Objective -
Rewrite every one of the items below, replacing "retail shelf audit" with "grocery stock count" and keeping everything else as it stands. Omit the pictures from your answer.

-------- Extracted material

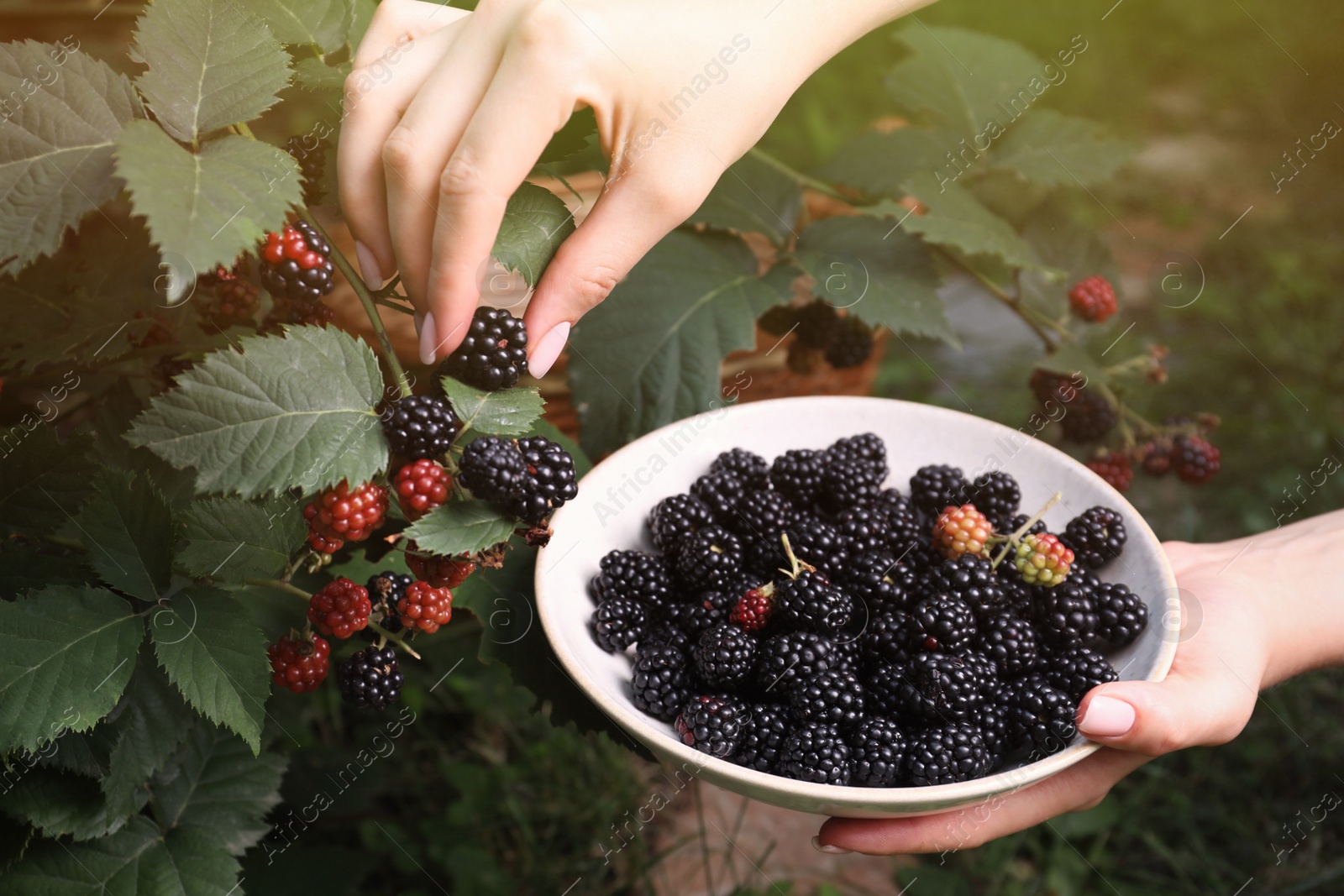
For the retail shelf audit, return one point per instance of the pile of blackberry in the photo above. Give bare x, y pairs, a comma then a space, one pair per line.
806, 620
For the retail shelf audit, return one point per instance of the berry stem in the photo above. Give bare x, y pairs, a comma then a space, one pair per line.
394, 638
367, 301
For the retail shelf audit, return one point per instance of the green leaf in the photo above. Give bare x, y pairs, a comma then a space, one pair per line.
753, 196
206, 208
461, 527
651, 355
324, 23
218, 786
232, 540
217, 658
55, 145
127, 528
315, 74
878, 271
24, 567
136, 862
956, 217
152, 723
288, 410
69, 654
503, 412
877, 164
210, 65
1054, 149
64, 804
535, 223
967, 81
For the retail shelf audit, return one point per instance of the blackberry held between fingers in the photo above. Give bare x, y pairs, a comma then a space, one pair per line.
947, 755
370, 679
878, 752
492, 355
421, 426
296, 264
617, 624
714, 725
725, 656
1095, 537
633, 574
817, 752
659, 681
1121, 614
494, 469
763, 741
833, 696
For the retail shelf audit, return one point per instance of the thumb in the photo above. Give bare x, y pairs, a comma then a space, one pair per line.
1196, 707
631, 217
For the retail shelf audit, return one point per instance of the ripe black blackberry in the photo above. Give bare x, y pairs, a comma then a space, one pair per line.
884, 640
817, 752
1095, 537
311, 155
1079, 671
633, 574
721, 492
549, 481
1121, 614
797, 476
764, 736
947, 754
714, 725
750, 469
817, 542
833, 696
812, 604
790, 658
1041, 718
492, 355
941, 624
709, 558
421, 426
659, 681
938, 688
1066, 613
878, 752
974, 580
617, 624
675, 517
1011, 642
996, 495
370, 679
934, 488
725, 656
296, 265
851, 343
494, 469
694, 617
871, 578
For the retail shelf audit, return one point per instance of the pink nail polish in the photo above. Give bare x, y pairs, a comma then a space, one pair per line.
1106, 718
830, 848
429, 338
549, 349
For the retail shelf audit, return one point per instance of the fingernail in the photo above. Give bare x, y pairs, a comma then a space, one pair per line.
367, 265
828, 848
1106, 718
429, 338
549, 349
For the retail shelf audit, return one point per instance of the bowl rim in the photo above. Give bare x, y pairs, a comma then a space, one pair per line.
890, 799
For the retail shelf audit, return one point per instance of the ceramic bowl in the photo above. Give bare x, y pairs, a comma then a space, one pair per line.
615, 499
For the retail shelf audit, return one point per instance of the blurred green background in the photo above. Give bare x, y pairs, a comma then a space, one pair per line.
491, 799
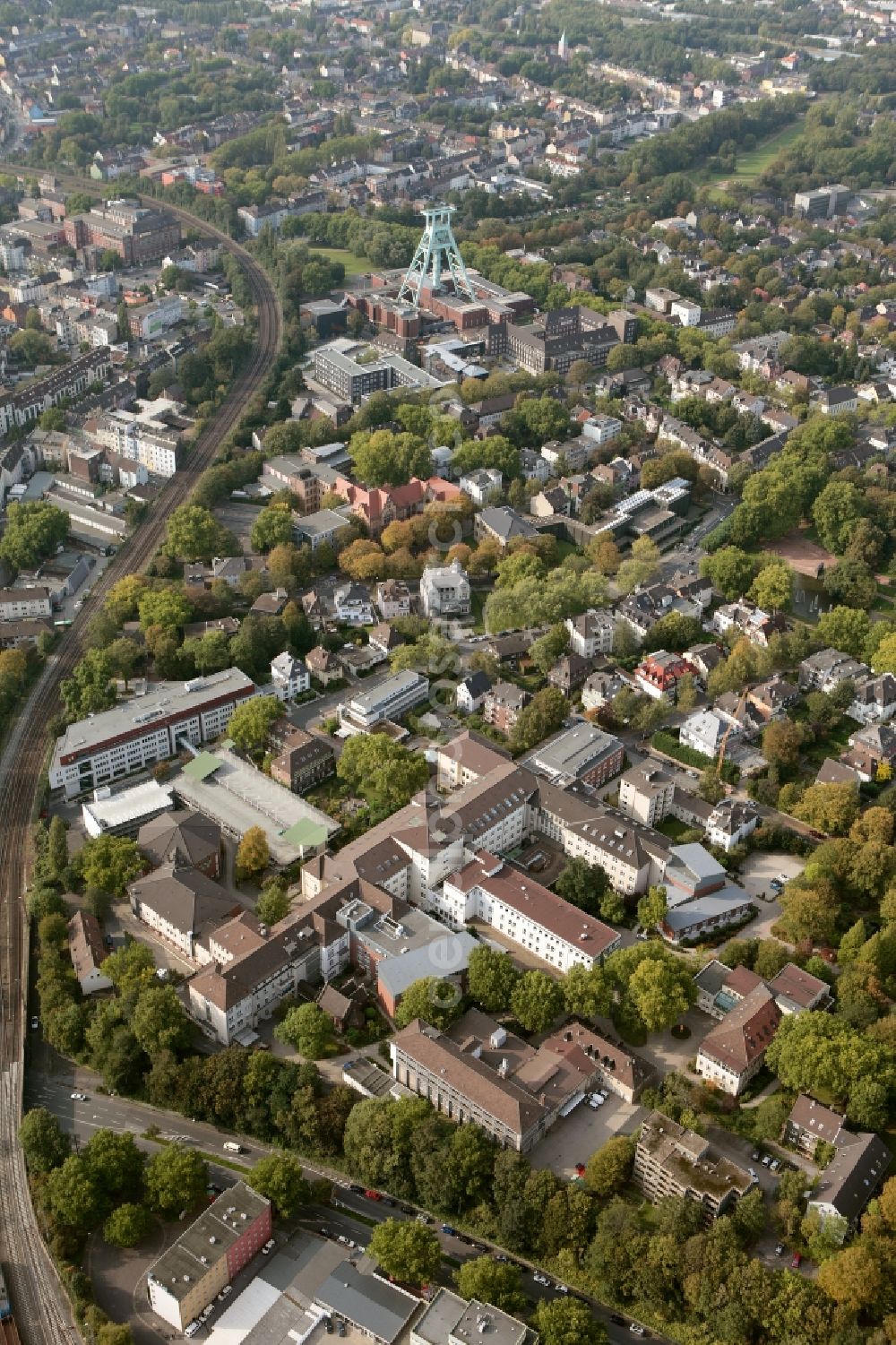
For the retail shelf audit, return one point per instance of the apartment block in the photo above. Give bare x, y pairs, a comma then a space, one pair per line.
675, 1161
646, 794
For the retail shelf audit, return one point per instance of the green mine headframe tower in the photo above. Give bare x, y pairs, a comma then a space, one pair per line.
437, 257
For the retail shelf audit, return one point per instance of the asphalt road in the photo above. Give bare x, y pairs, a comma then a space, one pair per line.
51, 1081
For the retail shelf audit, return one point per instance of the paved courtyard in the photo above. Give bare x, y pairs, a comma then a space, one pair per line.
576, 1138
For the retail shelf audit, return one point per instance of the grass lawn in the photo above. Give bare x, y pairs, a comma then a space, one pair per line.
354, 263
673, 827
755, 161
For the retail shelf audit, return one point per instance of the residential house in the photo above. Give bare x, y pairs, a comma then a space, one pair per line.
775, 697
393, 599
502, 525
582, 752
660, 673
323, 666
600, 689
810, 1125
705, 658
755, 625
837, 401
590, 633
182, 905
735, 1051
353, 604
646, 794
871, 749
798, 991
444, 591
502, 705
569, 673
491, 892
844, 1188
305, 760
289, 677
467, 759
480, 485
731, 822
672, 1161
472, 692
88, 953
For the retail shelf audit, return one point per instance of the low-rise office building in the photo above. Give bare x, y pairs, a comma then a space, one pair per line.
584, 754
494, 893
388, 701
148, 729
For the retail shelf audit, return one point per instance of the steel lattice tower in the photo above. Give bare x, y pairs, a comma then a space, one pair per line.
437, 254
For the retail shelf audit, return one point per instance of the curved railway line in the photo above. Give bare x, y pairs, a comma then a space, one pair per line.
38, 1298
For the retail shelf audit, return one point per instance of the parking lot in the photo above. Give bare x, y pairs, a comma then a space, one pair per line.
756, 875
574, 1140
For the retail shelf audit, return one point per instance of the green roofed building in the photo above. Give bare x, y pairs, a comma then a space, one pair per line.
237, 797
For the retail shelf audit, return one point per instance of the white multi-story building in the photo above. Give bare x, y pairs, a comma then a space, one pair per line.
148, 729
480, 485
388, 701
444, 591
232, 996
289, 677
150, 436
513, 902
646, 794
590, 633
21, 603
353, 606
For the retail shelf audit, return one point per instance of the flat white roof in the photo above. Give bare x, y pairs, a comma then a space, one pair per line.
129, 805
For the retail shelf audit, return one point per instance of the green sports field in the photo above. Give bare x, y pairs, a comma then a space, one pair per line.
354, 265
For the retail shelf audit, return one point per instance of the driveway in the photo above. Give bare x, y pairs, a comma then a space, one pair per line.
666, 1054
576, 1138
756, 875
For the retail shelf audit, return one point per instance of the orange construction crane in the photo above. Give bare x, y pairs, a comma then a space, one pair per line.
727, 733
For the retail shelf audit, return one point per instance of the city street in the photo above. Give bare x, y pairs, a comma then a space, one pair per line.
51, 1082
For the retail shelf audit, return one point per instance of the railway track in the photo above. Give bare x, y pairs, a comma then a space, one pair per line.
38, 1298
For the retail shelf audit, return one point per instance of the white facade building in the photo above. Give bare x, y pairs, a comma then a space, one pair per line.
444, 591
148, 729
289, 677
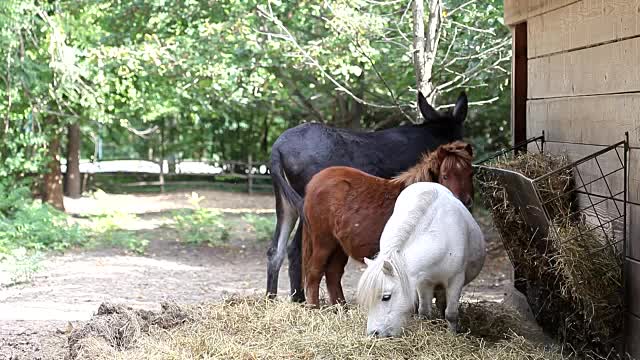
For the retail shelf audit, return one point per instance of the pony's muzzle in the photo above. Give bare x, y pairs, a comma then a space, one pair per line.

----------------

Exercise answer -
For the grocery stock count, return one point per instance of the pile of blackberry in the photo above. Give bare x, y pairs, a comma then a space, one pair per line.
806, 620
For the grocery stock count, return one point per instance of the berry stem in the photo above. Give bare x, y pairs, a comma then a space, one pair per line.
394, 638
367, 301
For the grocery stock count, return one point per instance of the green leaf in the photo above. Give bare x, y pairs, a comma then a space, one pair per line.
753, 196
206, 208
461, 527
651, 355
324, 23
218, 786
232, 540
217, 658
55, 145
127, 528
315, 74
878, 271
24, 567
136, 862
956, 217
152, 723
288, 410
69, 654
503, 412
877, 164
210, 65
1054, 149
64, 804
535, 223
967, 81
For the grocery stock count, return one point per instance of the blackberry held between fingers in the photo above. Give bare x, y pairs, a comma then a space, one pair per line.
947, 755
370, 679
878, 752
492, 355
421, 426
296, 264
617, 624
714, 725
725, 656
1095, 537
633, 574
817, 752
659, 681
1121, 614
494, 469
763, 741
833, 696
For the grocery stock count, return one point per instance of the thumb in the photo above. Give bare x, y pairs, a comma then a space, one pair per line.
1196, 707
631, 217
For the grocery stock count, return one point per instance of the ripe black blackberry in the photo above. Give bare x, y pairs, a comma then a space, one pair per line.
884, 640
817, 752
1095, 537
311, 155
1079, 671
633, 574
721, 492
549, 481
1121, 614
797, 476
764, 736
947, 754
714, 725
750, 469
817, 542
833, 696
812, 604
790, 658
1041, 718
492, 355
941, 624
709, 558
421, 426
659, 681
938, 688
1066, 613
878, 752
974, 580
617, 624
675, 517
1011, 642
996, 495
370, 679
934, 488
725, 656
296, 265
851, 343
494, 469
694, 617
871, 578
For the grocery stock count, return one point per instance of the pink nail polish in the photo above. Give bare x, y pairs, a comma then a space, one pair per line.
1106, 718
830, 848
429, 338
549, 349
For the grocery stock count, return one point per instance of the fingernail in the photo above. Give bare x, y pairs, a comma then a space, one pair per line.
367, 265
828, 848
1106, 718
429, 338
549, 349
For the grocery stock count, return one point per instance of the bowl rim in the photo above. Give bare x, y pairs, a comma then a space, one pair per line.
890, 799
For the grocery stock count, return one point per instance of the ceramic bowl in the photo above. Give bare x, y pairs, a comma then a space, one pair per line.
615, 499
For the grocery stock count, return one point per instance of the blurred green background in the photo above. Give bare x, y pairs, a comma then a space, one pair per line.
491, 799
For the grocery stock count, return one point per instance of the apartment block in the photo above. Give bare x, y pairs, a comma then a space, one pair per line.
675, 1161
646, 794
For the grocery stock count, return one point per instance of the green mine headframe tower in the photo above. Give bare x, y pairs, a comma then a space, one pair per line.
437, 257
For the grocery stock count, return one point per instance of the asphalt road in the photo above. Give bare x, y pairs, a comma then a space, one pair per line.
51, 1081
For the grocery stock count, return one point per instance of the paved courtyard in the photo above. Give bare x, y pairs, a comma then a space, one pair per line.
576, 1138
For the grocery stock count, return one point per instance of the grass lawn in the photo above. Give bare x, y pairs, a comma then a space, one pair per line.
354, 263
673, 827
755, 161
For the grocery stock count, return one point per instance of the residential house in the photo above. Give bare x, y pairs, a comma then a space, one pair per line.
775, 697
393, 599
502, 525
582, 752
660, 673
323, 666
600, 689
810, 1125
705, 658
755, 625
837, 401
590, 633
182, 905
735, 1051
353, 604
646, 794
871, 749
798, 991
444, 591
502, 705
569, 673
491, 892
844, 1188
305, 760
289, 677
467, 759
480, 485
731, 822
672, 1161
472, 692
88, 953
For the grocery stock count, return one point per instance of the low-rise office building in the photo above. Give bare x, y pairs, a comma then a space, one pair per line.
584, 754
494, 893
388, 701
148, 729
For the grocery stock count, return one point per instance of the steel lattice tower in the photo above. Give bare x, y pairs, a comma then a space, one pair per line.
437, 254
For the grocery stock count, return one point per instance of the curved railway line in the photo above. Give bare x, y pairs, a comma then a space, one pair per line.
38, 1298
For the grocery stock count, return one point per instance of the parking lot in the photo above. Give bare x, y pairs, a comma then a space, one pair per line.
756, 875
574, 1140
For the grocery stock count, return one point per instance of the green roofed building in the photo above. Give bare x, y pairs, a comma then a space, one pair per line.
237, 797
For the grocery stock count, return one point per instance of the white multi-story building in the photo above. Give bare x, y pairs, a comma then a space, one pair per line.
148, 729
480, 485
388, 701
444, 591
232, 996
289, 677
150, 436
513, 902
646, 794
590, 633
21, 603
353, 606
For the grocery stock count, return one point per instance of the flat white roof in the photo above. Give bare x, y pairs, a comma then a space, one pair per line.
129, 805
For the grocery stock count, return one point per instance of the green sports field in the photo above. Give bare x, y pairs, a comma then a space, one pair per line.
354, 265
For the grocery stock count, return one point per instance of the driveway in the photo above. Give bare x, y pairs, a comma then a space, one pair per line.
666, 1054
576, 1138
756, 875
For the grocery stock count, return one point per instance of the orange construction crane in the photo above. Give bare x, y pairs, a comma then a space, one pair per line.
727, 733
For the grocery stock count, return one point per instance of the city street in the photo above. Give bare x, y pairs, a comma then a space, one pair per line.
51, 1082
For the grocery stock count, return one point per instance of the railway track in the photo above. Give bare x, y pairs, a comma then a space, one pair per line.
38, 1298
For the grocery stock count, return one point per instance of the white facade building in the photo above. Give bare x, y pairs, a comma then a space, one pair per line.
444, 591
148, 729
289, 677
For the grocery stock count, return one point per instance of the pony's muzzle in the photo above. Give bare x, y pairs, a comma then a space, one pair per line.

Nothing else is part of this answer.